Records drawn from a dataset →
BEGIN

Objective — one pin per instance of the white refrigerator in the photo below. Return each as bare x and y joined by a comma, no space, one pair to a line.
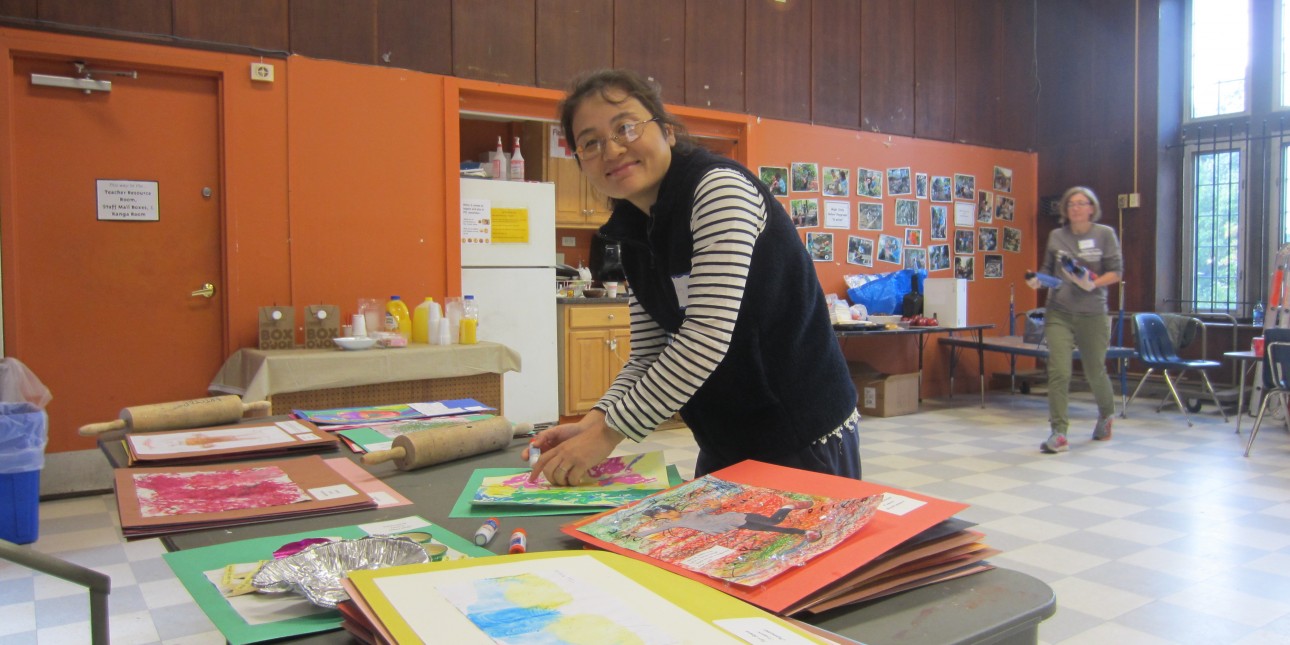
508,250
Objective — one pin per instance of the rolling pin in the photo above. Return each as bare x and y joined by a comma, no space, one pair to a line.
436,445
194,413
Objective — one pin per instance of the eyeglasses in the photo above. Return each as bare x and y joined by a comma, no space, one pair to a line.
623,134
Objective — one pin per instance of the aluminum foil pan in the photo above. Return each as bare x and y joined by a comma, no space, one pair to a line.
316,572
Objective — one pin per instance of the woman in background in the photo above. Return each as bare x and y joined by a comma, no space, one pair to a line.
1086,257
728,317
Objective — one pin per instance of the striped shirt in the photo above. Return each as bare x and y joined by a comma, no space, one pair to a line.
663,370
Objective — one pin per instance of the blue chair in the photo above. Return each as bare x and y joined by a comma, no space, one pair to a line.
1156,350
1276,381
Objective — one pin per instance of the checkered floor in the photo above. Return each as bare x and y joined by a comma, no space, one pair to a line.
1164,534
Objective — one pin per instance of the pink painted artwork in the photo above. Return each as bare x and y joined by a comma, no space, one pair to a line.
186,493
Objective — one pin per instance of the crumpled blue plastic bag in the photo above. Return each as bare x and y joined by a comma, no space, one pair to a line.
23,434
885,293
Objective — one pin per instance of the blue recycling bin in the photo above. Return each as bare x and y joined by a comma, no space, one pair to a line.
23,434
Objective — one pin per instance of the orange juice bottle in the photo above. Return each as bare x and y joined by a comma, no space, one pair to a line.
397,317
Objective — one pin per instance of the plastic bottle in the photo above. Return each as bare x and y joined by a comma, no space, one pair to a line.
516,172
498,161
397,317
470,321
421,321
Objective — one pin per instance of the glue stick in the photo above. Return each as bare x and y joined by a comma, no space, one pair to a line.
519,542
484,534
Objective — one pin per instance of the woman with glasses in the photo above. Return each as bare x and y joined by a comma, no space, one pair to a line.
728,319
1086,257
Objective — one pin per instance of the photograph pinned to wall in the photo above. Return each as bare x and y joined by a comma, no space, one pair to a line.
984,207
805,213
868,217
775,177
939,222
987,238
868,183
821,247
899,181
992,266
1012,239
965,187
837,182
1005,209
916,258
889,249
906,213
1002,178
837,214
938,257
859,250
805,177
942,188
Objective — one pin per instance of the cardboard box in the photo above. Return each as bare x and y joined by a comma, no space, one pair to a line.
946,299
885,395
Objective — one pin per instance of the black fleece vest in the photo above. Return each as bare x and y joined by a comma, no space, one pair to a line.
784,381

END

What is needed → Output exactly the lines from the one containing "Objective — one pin per instance of the black" through the last line of the records, both included. Output nothing else.

Answer to this task →
Objective — one pin per instance of the black fleece vest in the photo above. Return each as bare x and y joined by a comma, no space, one pair to a line.
784,381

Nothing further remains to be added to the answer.